## Start

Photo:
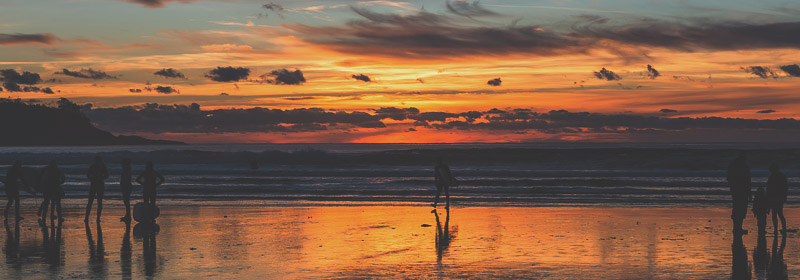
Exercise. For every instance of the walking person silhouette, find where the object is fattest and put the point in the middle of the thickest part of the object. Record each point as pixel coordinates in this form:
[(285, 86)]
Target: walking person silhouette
[(126, 188), (739, 182), (97, 175), (444, 179), (777, 192)]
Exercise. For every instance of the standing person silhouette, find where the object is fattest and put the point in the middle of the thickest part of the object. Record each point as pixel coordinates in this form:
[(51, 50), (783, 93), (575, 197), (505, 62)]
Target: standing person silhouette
[(739, 182), (97, 175), (761, 209), (444, 179), (150, 179), (51, 181), (777, 191), (126, 187), (13, 181)]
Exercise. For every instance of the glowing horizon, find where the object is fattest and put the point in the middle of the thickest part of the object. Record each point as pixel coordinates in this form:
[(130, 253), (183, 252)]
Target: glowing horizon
[(693, 59)]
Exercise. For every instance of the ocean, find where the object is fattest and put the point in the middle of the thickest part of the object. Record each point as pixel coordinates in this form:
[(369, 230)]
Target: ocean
[(532, 174)]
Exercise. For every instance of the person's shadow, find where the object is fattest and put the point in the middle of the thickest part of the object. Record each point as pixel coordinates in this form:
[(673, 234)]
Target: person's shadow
[(12, 245), (147, 231), (97, 261), (54, 256), (443, 235), (761, 256), (740, 264), (125, 252), (777, 268)]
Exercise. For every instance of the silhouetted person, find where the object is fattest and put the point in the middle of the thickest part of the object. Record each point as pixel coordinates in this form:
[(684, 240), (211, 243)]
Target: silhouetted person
[(12, 243), (777, 191), (150, 179), (444, 179), (126, 188), (739, 182), (761, 256), (740, 266), (13, 182), (51, 181), (97, 175), (777, 267), (761, 208)]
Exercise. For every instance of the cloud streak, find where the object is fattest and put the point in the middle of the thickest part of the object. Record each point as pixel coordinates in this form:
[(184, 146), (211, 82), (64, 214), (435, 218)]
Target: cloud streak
[(430, 35), (20, 39), (228, 74), (170, 73), (284, 77), (86, 73)]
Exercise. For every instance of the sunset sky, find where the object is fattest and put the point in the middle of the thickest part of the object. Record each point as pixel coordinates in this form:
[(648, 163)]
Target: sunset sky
[(413, 71)]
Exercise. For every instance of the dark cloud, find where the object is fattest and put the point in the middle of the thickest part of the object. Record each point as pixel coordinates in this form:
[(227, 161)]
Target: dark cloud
[(86, 73), (45, 90), (760, 71), (155, 118), (284, 77), (397, 114), (156, 3), (468, 9), (12, 79), (166, 89), (19, 38), (651, 72), (169, 73), (276, 8), (228, 74), (793, 70), (362, 77), (300, 98), (695, 34), (607, 75), (428, 35)]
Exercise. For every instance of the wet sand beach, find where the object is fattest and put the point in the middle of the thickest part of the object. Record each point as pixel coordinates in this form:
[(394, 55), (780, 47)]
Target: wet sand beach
[(229, 242)]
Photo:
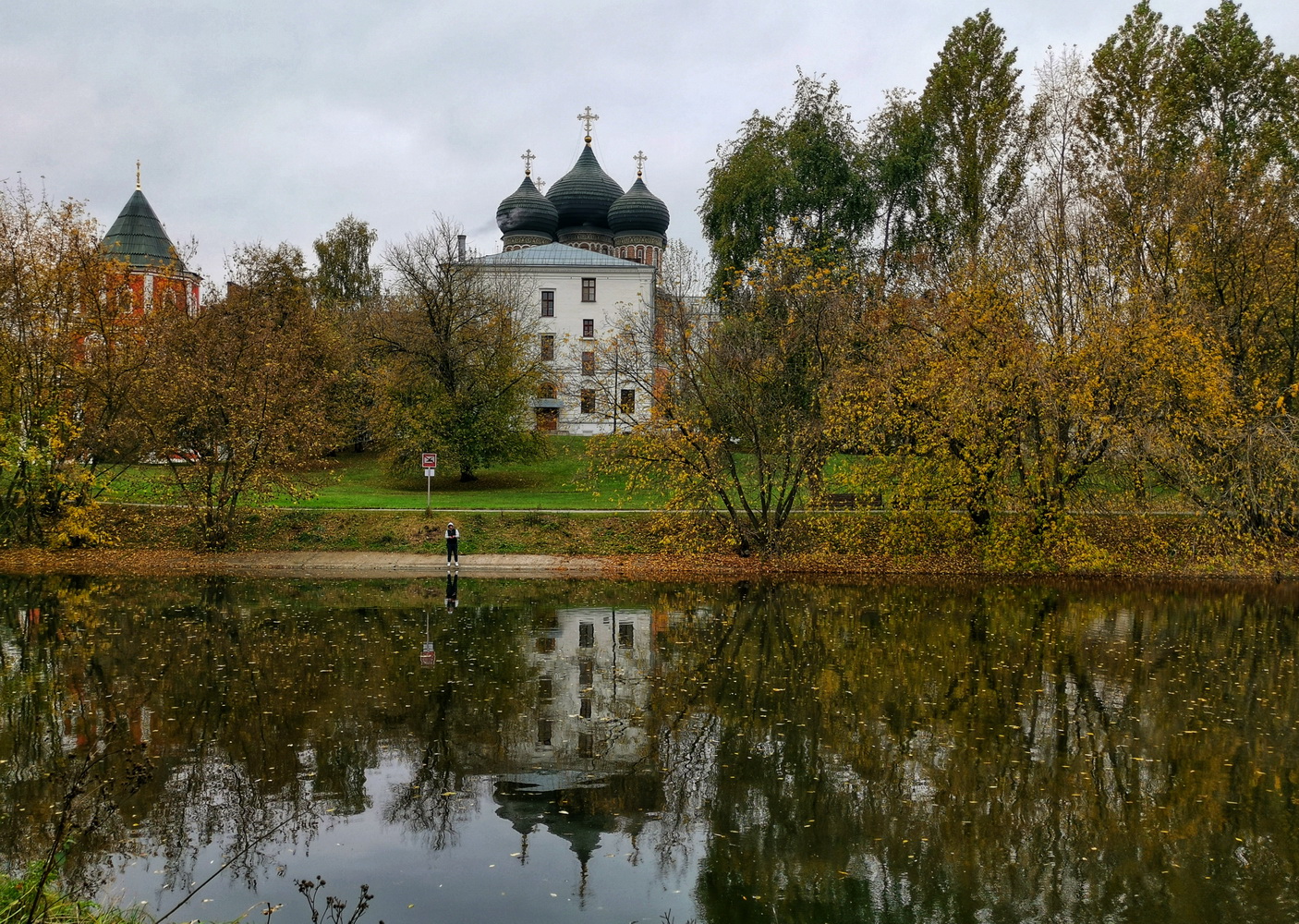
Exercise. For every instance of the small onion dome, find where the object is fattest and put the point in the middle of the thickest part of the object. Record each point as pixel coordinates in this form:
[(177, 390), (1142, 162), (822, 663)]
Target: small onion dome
[(528, 211), (583, 194), (638, 210)]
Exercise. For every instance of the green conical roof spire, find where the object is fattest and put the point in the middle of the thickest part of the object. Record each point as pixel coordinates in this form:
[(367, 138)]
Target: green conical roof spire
[(138, 238)]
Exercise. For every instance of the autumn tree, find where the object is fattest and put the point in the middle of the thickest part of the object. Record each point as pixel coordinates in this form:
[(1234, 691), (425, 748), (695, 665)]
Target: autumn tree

## End

#### [Stated problem]
Update all of the records above by changing every "thickest part" to "widest part" and leaving everything else as it is. Write out the updated records without the pictures.

#### [Full solution]
Photo:
Exercise. For every instance of the walking person silhouette, find where the object is fattest and put the point in the middle of the widest part of the object. Record each point as pixel coordinates in this form:
[(285, 86)]
Target: walking person silhouette
[(126, 188), (739, 182), (97, 175), (444, 179), (777, 192)]
Exercise. For every instance of the standing person silhouette, find where the object is fattest and put the point in the middle of the widest part of the object. Record each point as pixel coordinates in this form:
[(51, 50), (783, 93), (575, 197), (505, 62)]
Target: standing person silhouette
[(739, 182), (97, 175), (761, 209), (444, 179), (150, 179), (51, 181), (777, 191), (126, 187), (13, 181)]
Exercise. For every instance of the glowing horizon, find where the object is fattest and put the point in the middle of the widest part of the object. Record each point as pixel coordinates in this form:
[(130, 253), (183, 252)]
Target: glowing horizon
[(693, 59)]
Exercise. For every instance of the ocean, find where the object is fattest and put the point in the middle of the widest part of the object. Record each point as pixel coordinates in this form:
[(369, 230)]
Target: ocean
[(532, 174)]
Exercise. For every instance of the person's shadow, find where the object is fattest and put the point in the middle of the widest part of the object. Record each point as pixel coordinates in this form:
[(673, 234)]
Target: person's shadow
[(12, 245), (147, 231), (97, 261), (54, 256), (443, 235), (761, 256), (740, 264), (125, 252), (777, 268)]
Exercise. For every instance of the silhouetted person, find where the object is fattest and put the point in the middle of the widest part of the object. Record each point as pixel coordinates in this form:
[(684, 240), (211, 243)]
Target: silhouetted person
[(12, 243), (777, 191), (150, 179), (444, 179), (126, 188), (739, 182), (761, 256), (740, 266), (13, 182), (51, 181), (97, 175), (777, 267), (761, 208)]
Exercise. For every instance of the cloud streak, find where the object is fattest and put the point in the middle of the widest part of the object. Record each point as pixel coordinates in this form:
[(184, 146), (211, 82), (64, 214), (435, 218)]
Target: cloud streak
[(430, 35), (20, 39), (228, 74), (170, 73), (284, 77), (86, 73)]
Exercise. For every instance of the sunset sky, find where the object is fattest and put the point in the middle of the widest part of the object. Record each point as pixel coordinates in this form:
[(648, 163)]
Target: sunset sky
[(413, 71)]
Exercise. For every instance of the dark cloud, find where the object is fattest and put the point in the middle of the widest part of the object. Record each point as pixel coordinates in this form:
[(227, 161)]
Target: dark cloud
[(86, 73), (45, 90), (760, 71), (155, 118), (284, 77), (397, 114), (156, 3), (468, 9), (12, 79), (166, 89), (19, 38), (651, 72), (169, 73), (276, 8), (228, 74), (793, 70), (362, 77), (300, 98), (695, 34), (607, 75), (428, 35)]
Exercise. For every instance of the wet sand beach, find where the object is fattest and put the point in the middle of the widest part of the object. Record each point as pixel coordinates in this form:
[(394, 55), (780, 47)]
Target: wet sand beach
[(229, 242)]
Photo:
Exercise. For every instance of the small onion dome, find where the object is fattest and put the point in the middle of the widest part of the object. Record each point as pixel coordinates in this form:
[(177, 390), (1142, 162), (822, 663)]
Target: small onion dome
[(528, 211), (583, 194), (638, 210)]
Exercise. For every instance of the green conical roof spire, find where the object is fattest and put the point in the middle of the widest part of the object. Record each point as pixel coordinates in this form:
[(367, 138)]
Target: green conical roof spire
[(138, 238)]
Exercise. For every instance of the autumn tree, find where the object is fattest and put the point in the middle of the widest part of the object. Record each point as pixel coordinates in this form:
[(1234, 691), (425, 748), (695, 665)]
Target: autumn tree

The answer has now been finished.